(Saved entries)
'''

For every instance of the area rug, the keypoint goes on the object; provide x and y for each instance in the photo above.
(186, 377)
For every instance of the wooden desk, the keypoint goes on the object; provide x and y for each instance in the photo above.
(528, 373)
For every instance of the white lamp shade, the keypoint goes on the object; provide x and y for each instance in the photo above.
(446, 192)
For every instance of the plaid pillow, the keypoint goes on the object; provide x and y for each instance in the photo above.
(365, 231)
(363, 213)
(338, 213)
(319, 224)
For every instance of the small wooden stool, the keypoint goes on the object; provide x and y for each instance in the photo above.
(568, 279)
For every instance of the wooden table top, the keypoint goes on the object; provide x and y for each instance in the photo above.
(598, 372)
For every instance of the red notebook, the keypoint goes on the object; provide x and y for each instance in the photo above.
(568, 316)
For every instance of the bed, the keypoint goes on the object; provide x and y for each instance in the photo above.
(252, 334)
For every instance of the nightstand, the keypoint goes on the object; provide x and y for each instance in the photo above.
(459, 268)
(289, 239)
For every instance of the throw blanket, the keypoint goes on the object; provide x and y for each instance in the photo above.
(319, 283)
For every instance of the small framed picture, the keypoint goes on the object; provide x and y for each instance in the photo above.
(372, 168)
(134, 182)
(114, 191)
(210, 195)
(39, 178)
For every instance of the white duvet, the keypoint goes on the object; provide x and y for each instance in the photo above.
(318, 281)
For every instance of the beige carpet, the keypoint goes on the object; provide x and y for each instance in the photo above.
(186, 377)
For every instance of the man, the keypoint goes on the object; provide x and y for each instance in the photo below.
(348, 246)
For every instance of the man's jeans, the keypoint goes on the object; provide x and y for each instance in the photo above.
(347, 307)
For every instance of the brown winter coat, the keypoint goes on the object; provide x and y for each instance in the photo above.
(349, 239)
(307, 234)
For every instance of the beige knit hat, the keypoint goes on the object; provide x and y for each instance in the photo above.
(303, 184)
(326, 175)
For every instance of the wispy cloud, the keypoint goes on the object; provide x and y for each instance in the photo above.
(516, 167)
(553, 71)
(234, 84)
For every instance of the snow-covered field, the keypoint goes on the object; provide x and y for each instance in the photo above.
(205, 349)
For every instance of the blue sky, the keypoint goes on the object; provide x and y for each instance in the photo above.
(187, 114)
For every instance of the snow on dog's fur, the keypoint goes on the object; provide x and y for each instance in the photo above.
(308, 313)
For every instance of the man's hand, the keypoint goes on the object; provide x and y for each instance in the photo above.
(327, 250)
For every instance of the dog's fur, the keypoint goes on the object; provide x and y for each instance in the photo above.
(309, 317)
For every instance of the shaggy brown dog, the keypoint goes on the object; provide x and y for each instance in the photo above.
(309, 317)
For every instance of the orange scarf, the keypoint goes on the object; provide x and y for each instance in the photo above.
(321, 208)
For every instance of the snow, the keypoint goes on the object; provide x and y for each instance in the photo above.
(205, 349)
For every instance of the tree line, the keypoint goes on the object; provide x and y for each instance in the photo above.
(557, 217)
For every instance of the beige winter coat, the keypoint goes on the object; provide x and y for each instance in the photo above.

'''

- **TASK REQUIREMENTS**:
Set down the whole of the data, exactly as it stands.

- **TASK ANSWER**:
For every instance of the area rug, the keypoint goes on the object; provide x and y for each instance in the photo above.
(186, 377)
For every instance of the wooden desk, the keypoint goes on the object; provide x and y for each instance in the photo above.
(528, 373)
For every instance of the white lamp shade, the keypoint goes on the object; provide x and y for each instance in the photo above.
(446, 192)
For every instance of the plaid pillow, the keypoint goes on the object; provide x and y for each instance in the photo above.
(365, 231)
(363, 213)
(338, 213)
(319, 224)
For every instance of the small wooden stool, the keypoint goes on the object; provide x and y for each instance in the photo above.
(568, 279)
For every instance of the wooden table top, the keypoint goes on the object; provide x and y for each instance in the photo above.
(598, 372)
For every instance of the red notebook, the keypoint goes on the object; provide x and y for each instance in the photo above.
(568, 316)
For every instance of the bed, the keypoint goes on the object; provide x and y for each instance in the photo above.
(252, 334)
For every instance of the nightstand, the keypoint goes on the object; provide x and y for each instance in the photo above.
(459, 268)
(289, 239)
For every instance of the throw blanket, the keypoint goes on the object; provide x and y for each instance in the photo above.
(319, 283)
For every instance of the small framed picture, the keypoint goes on the object; provide x and y for each instance in the photo above.
(372, 168)
(134, 182)
(114, 191)
(210, 195)
(39, 178)
For every instance of the white duvet, the keypoint goes on the object; provide x and y for each instance in the photo above.
(318, 281)
For every instance of the beige carpet, the keypoint goes on the object; provide x and y for each instance in the photo above.
(186, 377)
For every instance of the man, the keypoint goes on the object; provide x and y for each instance in the photo below.
(348, 246)
For every instance of the man's jeans, the keypoint goes on the object; provide x and y for each instance in the photo above.
(347, 307)
For every instance of the brown winter coat, the keypoint goes on the object; provide x and y for each instance in the photo above.
(349, 239)
(307, 234)
For every instance of the beige knit hat, the keypoint goes on the object; provide x and y for each instance in the photo above.
(303, 184)
(326, 175)
For every instance of the wispy cloud, the keypoint goes on the object; provide x and y for each instance in the photo above.
(516, 167)
(553, 71)
(234, 84)
For every instance of the snow-covered field, the keypoint goes on the object; provide x and y for each instance in the photo above.
(205, 349)
For every instance of the blue sky, the keypoint goes on the object; provide x and y for each instance in the photo above.
(187, 114)
For every instance of the snow on dog's fur, the keypoint goes on the object; provide x and y for each instance in the photo above.
(308, 313)
For every instance of the man's hand, the keypoint goes on the object; provide x and y for each instance in the photo above.
(327, 250)
For every instance of the dog's fur, the keypoint goes on the object; provide x and y for each instance in the photo above.
(309, 317)
For every instance of the shaggy brown dog, the keypoint goes on the object; provide x and y for each instance in the photo above.
(309, 317)
For every instance of the orange scarf, the keypoint goes on the object; provide x and y for each instance in the photo above.
(321, 208)
For every instance of the snow, the keypoint goes on the object; provide x and y for each instance in the photo above.
(205, 349)
For every instance of the tree line, the keypoint goes on the object; provide x and y for each instance in the photo above.
(557, 217)
For every instance of the beige winter coat, the keypoint goes on the object; provide x and y for each instance in the photo above.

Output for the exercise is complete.